• WHAT YOU ARE ASKED TO DO:
Copy the passage of the post on federal enforcement actions word for word, starting with "Think that was" and going on through "don’t bet on it.".

• SOURCE EXTRACT:

------------------------------------------------------------

FEDS Announce Enforcement Actions Against 14 Servicers, LPS and MERS… Hot Towels in Washrooms Threatened Once Again
I have to tell you right up front that I’m damn tired of vacillating regulatory initiatives that produce feeble or even flaccid responses to issues that are unnecessarily destroying the lives of millions of Americans and preventing our national economy from any sort of meaningful recovery… all while the administration blathers on about the budget and Libya while playing golf, and our legislature continues to engage in petty politics while shining the shoes of Wall Street’s elite.
Think that was too harsh? Really? How so? That’s precisely what continues to go on… am I missing something? Is there some aspect of our government where an outbreak of competence is being overlooked?
Still, I’m committed to covering this subject even when doing so means that I have to start drinking at 9:30 in the morning… kidding, I’m just kidding… so, here’s the news on the FEDS and their “enforcement actions,” and I use that term very loosely, because I’m pretty sure that at the end of the proverbial day, comparatively I will have gotten in more trouble back in high school for having a party while my parents were out of town. Maybe not… there’s more to come and I suppose I could be wrong… but don’t bet on it.

------------------------------------------------------------

• DATA SHOWN:
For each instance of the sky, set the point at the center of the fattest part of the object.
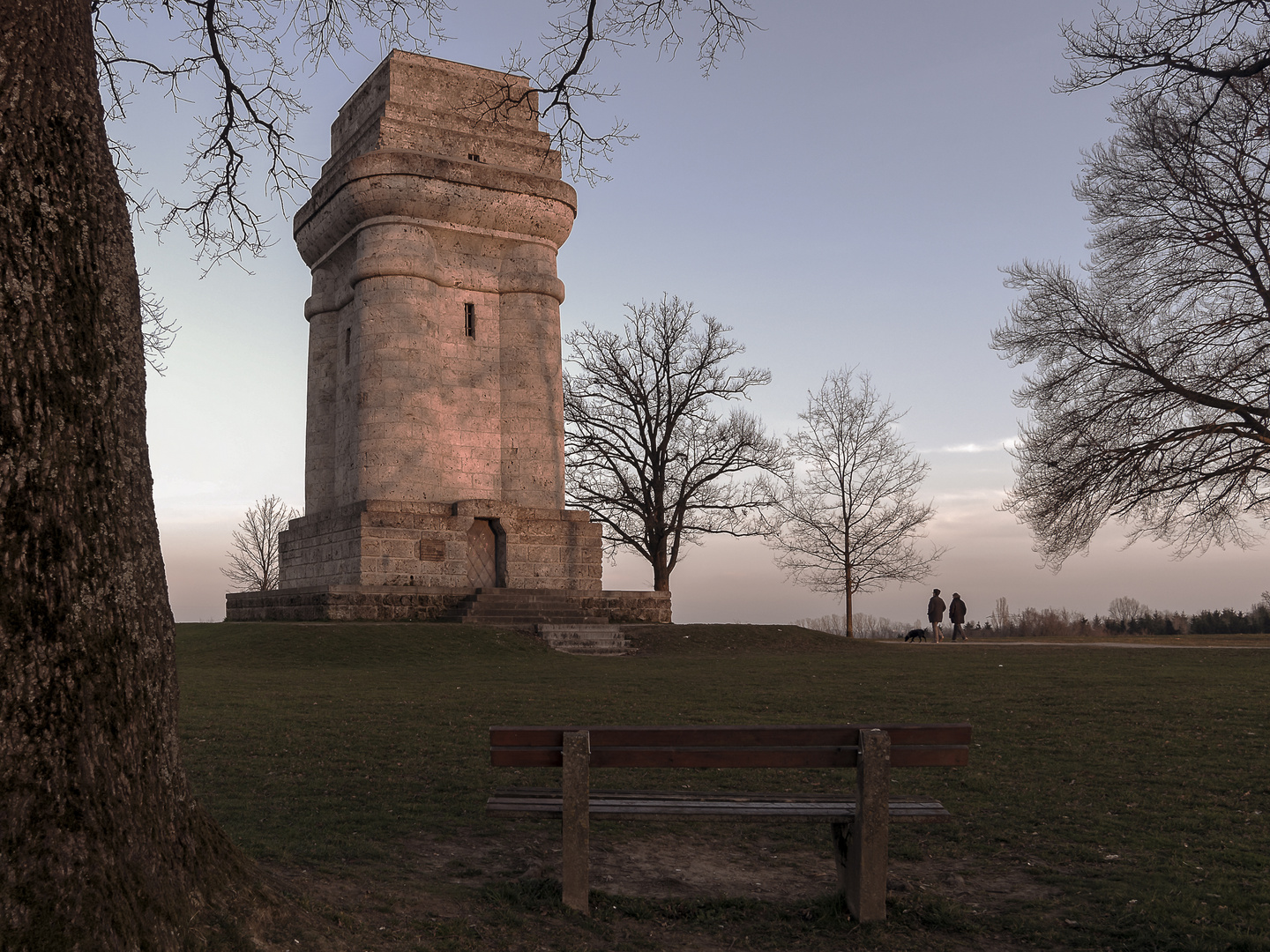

------------------------------------------------------------

• ANSWER TO THIS PROBLEM:
Think that was too harsh? Really? How so? That’s precisely what continues to go on… am I missing something? Is there some aspect of our government where an outbreak of competence is being overlooked?
Still, I’m committed to covering this subject even when doing so means that I have to start drinking at 9:30 in the morning… kidding, I’m just kidding… so, here’s the news on the FEDS and their “enforcement actions,” and I use that term very loosely, because I’m pretty sure that at the end of the proverbial day, comparatively I will have gotten in more trouble back in high school for having a party while my parents were out of town. Maybe not… there’s more to come and I suppose I could be wrong… but don’t bet on it.